::: MATERIAL FOR THIS EXERCISE :::

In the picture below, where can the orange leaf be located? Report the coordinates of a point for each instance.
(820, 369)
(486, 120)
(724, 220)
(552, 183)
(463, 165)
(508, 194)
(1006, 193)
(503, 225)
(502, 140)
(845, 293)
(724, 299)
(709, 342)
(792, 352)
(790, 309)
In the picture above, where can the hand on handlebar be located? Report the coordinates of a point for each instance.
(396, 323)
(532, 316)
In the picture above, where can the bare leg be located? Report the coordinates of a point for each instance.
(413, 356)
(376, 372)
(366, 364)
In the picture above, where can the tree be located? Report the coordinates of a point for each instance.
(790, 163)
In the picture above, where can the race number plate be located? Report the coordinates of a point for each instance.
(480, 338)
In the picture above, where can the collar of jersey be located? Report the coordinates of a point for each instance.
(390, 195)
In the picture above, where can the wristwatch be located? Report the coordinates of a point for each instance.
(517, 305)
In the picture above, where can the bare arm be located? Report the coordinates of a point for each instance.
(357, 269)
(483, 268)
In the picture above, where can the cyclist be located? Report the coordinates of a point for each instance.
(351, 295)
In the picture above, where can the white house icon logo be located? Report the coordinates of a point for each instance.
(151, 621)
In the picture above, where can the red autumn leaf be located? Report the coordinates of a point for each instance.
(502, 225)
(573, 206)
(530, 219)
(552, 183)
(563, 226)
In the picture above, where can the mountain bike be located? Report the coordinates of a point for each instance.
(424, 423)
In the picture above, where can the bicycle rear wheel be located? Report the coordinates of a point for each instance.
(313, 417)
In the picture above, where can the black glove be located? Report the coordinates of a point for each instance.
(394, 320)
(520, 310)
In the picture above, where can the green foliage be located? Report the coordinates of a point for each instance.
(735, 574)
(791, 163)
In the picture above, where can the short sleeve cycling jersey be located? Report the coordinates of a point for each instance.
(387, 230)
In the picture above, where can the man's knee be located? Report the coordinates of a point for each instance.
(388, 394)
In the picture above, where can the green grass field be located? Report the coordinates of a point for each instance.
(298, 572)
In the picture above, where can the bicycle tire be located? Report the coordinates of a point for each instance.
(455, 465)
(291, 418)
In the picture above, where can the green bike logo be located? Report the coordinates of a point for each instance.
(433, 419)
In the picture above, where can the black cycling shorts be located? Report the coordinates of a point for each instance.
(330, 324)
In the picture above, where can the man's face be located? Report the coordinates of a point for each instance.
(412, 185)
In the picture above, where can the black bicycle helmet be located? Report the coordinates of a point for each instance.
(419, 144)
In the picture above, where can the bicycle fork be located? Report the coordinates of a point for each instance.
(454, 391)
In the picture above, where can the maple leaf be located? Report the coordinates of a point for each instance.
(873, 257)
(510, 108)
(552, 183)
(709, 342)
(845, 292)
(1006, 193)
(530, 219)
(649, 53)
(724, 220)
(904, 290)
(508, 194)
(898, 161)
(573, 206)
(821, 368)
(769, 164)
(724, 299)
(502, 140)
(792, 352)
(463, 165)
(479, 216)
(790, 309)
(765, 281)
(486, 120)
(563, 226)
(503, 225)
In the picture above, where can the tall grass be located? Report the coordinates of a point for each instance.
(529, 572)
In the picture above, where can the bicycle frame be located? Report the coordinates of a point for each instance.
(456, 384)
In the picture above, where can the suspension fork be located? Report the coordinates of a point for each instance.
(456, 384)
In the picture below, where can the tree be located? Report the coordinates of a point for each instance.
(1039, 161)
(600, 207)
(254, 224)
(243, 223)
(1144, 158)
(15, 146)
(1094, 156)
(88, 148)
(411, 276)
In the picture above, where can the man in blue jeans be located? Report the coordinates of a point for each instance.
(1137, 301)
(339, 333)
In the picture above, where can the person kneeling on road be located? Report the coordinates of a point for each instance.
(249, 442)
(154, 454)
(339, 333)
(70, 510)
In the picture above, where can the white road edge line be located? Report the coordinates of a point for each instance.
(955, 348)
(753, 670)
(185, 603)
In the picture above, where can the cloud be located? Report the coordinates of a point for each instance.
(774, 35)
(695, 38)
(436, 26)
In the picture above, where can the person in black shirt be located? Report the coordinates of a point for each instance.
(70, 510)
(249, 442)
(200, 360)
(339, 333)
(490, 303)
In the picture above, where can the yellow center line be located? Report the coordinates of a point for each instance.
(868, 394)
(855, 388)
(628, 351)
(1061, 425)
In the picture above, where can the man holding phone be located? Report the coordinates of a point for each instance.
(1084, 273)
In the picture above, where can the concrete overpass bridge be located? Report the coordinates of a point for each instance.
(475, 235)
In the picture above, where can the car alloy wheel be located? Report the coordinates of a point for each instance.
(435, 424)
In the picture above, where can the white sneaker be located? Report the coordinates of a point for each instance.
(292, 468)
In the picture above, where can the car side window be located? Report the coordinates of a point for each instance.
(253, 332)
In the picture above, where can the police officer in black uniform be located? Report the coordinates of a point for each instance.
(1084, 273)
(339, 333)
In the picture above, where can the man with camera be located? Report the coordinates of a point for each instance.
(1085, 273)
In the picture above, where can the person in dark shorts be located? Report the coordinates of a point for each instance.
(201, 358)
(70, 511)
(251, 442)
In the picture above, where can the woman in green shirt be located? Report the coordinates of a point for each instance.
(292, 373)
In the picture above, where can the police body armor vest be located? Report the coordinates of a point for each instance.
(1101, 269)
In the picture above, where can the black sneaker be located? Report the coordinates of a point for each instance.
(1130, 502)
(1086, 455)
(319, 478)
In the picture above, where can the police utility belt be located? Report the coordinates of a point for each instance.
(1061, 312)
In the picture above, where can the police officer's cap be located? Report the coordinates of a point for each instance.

:::

Please set down all of the records exactly.

In the picture below, where can the orange leaf be located? Report the coordinates of a point for each instance.
(820, 369)
(486, 120)
(724, 220)
(552, 183)
(463, 165)
(508, 194)
(1006, 193)
(503, 225)
(502, 140)
(845, 293)
(724, 299)
(709, 342)
(792, 352)
(790, 309)
In the picture above, where can the hand on handlebar be located? Report the coordinates of a point for each instance.
(396, 323)
(532, 316)
In the picture above, where can the bare leg be located? Report the coordinates of a point for each instance.
(413, 356)
(376, 372)
(366, 364)
In the picture above, where can the tree be located? Report the coordinates of a point for each instance.
(790, 163)
In the picture above, where can the race number plate be located? Report the coordinates of a point for each instance.
(480, 338)
In the picture above, where can the collar of jersey be located? Report the coordinates of a point for each instance.
(390, 195)
In the picture above, where can the wristwatch be located? Report the coordinates of a point for each instance.
(517, 305)
In the picture above, where can the bare arm be located? Report the coordinates of a point for each instance.
(357, 269)
(483, 268)
In the picture above, where can the cyclist be located? Report the coordinates of a point for each instance.
(351, 295)
In the picture above, where can the white house icon logo be located? Report the coordinates of a point for each instance.
(151, 621)
In the picture above, where can the red autumn leaf be located? Report the coordinates of a point for each instance.
(502, 225)
(573, 206)
(530, 219)
(552, 183)
(563, 226)
In the picture above, where can the mountain bike be located? Report the coordinates of a point for each instance.
(424, 423)
In the picture above, where can the bicycle rear wheel be located? Report the coordinates of a point for each instance.
(313, 417)
In the picture above, where can the black glove be located? Report the coordinates of a point for each instance.
(394, 320)
(520, 310)
In the picture above, where can the green foliage be located? Report the coordinates of a point for each instance.
(735, 574)
(791, 163)
In the picture above, where can the short sleeve cycling jersey be located? Report the coordinates of a point for each instance.
(387, 230)
In the picture above, where can the man's knee be located? Report the coordinates of a point for each instance.
(388, 394)
In the picture above, where can the green grass field be located? Report the coordinates of a point for each instance.
(298, 572)
In the picture above, where can the bicycle tire be located? Report the coordinates of a point for each instance.
(455, 465)
(291, 418)
In the picture above, where can the green bike logo be located? Report the coordinates of a point for each instance.
(433, 419)
In the picture above, where can the black cycling shorts be located? Report the coordinates of a point for each instance.
(330, 324)
In the picture above, where can the man's face be located? Report the coordinates of a point for each instance.
(412, 185)
In the picture above, where can the black bicycle helmet be located? Report the coordinates of a point for each instance.
(419, 144)
In the picture above, where can the bicycle fork be located? Report the coordinates of a point for each instance.
(454, 391)
In the picture above, where can the maple leaf be located? Report the coordinates of a point for each instance.
(873, 257)
(510, 108)
(552, 183)
(709, 342)
(845, 292)
(1006, 193)
(530, 219)
(649, 53)
(724, 220)
(904, 290)
(508, 194)
(898, 161)
(573, 206)
(821, 368)
(769, 164)
(724, 299)
(502, 140)
(792, 352)
(463, 165)
(479, 216)
(790, 309)
(765, 281)
(486, 120)
(563, 226)
(503, 225)
In the picture above, where can the tall grass be located? Report the coordinates of a point for each instance.
(529, 572)
In the picture above, where can the bicycle frame be located? Report the coordinates of a point for each instance.
(456, 384)
In the picture above, where can the suspension fork be located? Report the coordinates of a point for each instance.
(456, 384)
In the picture below, where can the tree be located? Report the coordinates of a point for each instance.
(1039, 161)
(600, 207)
(254, 224)
(243, 223)
(1144, 158)
(15, 146)
(1094, 156)
(88, 148)
(411, 276)
In the picture above, where can the man in blue jeans be located? Report the coordinates of a point for each instance.
(1137, 301)
(339, 333)
In the picture above, where can the person kneeling on road be located? Report the coordinates of a point for each instance.
(249, 442)
(154, 454)
(339, 333)
(70, 510)
In the picture above, where can the white road edge line be located? Report the coordinates of a point for each instance.
(955, 348)
(753, 670)
(185, 603)
In the picture above, where can the cloud be located? Report the coordinates of a point for each instance.
(774, 35)
(695, 38)
(436, 26)
In the picture above, where can the person in black shirt be located? Report the coordinates of a point for each instance.
(70, 510)
(249, 442)
(200, 360)
(339, 333)
(490, 303)
In the picture above, where can the yellow center line be located? Report the coordinates of a point for each instance.
(868, 394)
(855, 388)
(628, 351)
(1061, 425)
In the picture above, where can the man holding phone be located? Report the coordinates of a point for each instance.
(1084, 273)
In the picture above, where can the concrete overpass bridge be located? Report the coordinates of a point for each instance.
(475, 235)
In the picture above, where can the car alloy wheel be located? Report the coordinates of a point for each instance.
(435, 424)
In the picture above, where can the white sneaker be located? Report the coordinates of a point for each instance.
(292, 468)
In the picture above, where can the car side window be located? Report the coordinates of a point for each instance.
(253, 332)
In the picture above, where can the police officer in black uniform be located? Report the coordinates of a point for each instance.
(1084, 273)
(339, 333)
In the picture above, where can the man with camera be located? Report the coordinates of a point for each instance.
(1085, 273)
In the picture above, where can the person in dark shorts be located? Report the coordinates of a point for each instance.
(201, 358)
(70, 511)
(251, 442)
In the picture above, where can the woman in green shirt be located? Report the coordinates of a point for each instance.
(292, 373)
In the picture above, where can the police body armor vest be located? Report the coordinates of a point for each instance.
(1101, 269)
In the picture above, where can the black sneaker be located? Report the coordinates of a point for each instance.
(1130, 502)
(1086, 455)
(319, 478)
In the picture above, where can the police utility belt be located? Report the coordinates of a point for each instance.
(1061, 312)
In the picture above, where can the police officer's cap be located? Report the coordinates of a point for each instance.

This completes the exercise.